TASK DESCRIPTION:
Copy out all of the material, swapping each "indicate" for "give" and leaving everything else as it stands.

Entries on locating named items
#####

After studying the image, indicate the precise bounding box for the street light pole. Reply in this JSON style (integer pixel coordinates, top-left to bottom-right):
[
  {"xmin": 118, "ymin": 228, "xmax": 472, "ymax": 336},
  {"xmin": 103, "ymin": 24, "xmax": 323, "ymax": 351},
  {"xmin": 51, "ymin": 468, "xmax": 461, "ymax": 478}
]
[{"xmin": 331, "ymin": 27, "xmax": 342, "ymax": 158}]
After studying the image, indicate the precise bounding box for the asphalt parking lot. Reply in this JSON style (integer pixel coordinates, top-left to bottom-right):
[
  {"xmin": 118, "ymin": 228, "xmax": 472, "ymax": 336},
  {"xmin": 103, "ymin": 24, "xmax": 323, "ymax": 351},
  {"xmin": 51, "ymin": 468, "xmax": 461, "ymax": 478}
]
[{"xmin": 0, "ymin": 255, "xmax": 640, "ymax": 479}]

#####

PROBLEM SOLUTION:
After studying the image, give the precise bounding box for the street light pole. Reply in this JSON style (integer pixel coordinates, top-left to bottom-right):
[
  {"xmin": 118, "ymin": 228, "xmax": 472, "ymax": 336},
  {"xmin": 103, "ymin": 24, "xmax": 323, "ymax": 351},
  {"xmin": 51, "ymin": 468, "xmax": 461, "ymax": 478}
]
[{"xmin": 331, "ymin": 27, "xmax": 342, "ymax": 158}]
After studying the image, give the precise bounding box for the asphalt parking lot. Reply in this JSON style (integer pixel coordinates, top-left to bottom-right):
[
  {"xmin": 118, "ymin": 228, "xmax": 472, "ymax": 336},
  {"xmin": 103, "ymin": 24, "xmax": 323, "ymax": 351},
  {"xmin": 51, "ymin": 468, "xmax": 461, "ymax": 478}
]
[{"xmin": 0, "ymin": 255, "xmax": 640, "ymax": 479}]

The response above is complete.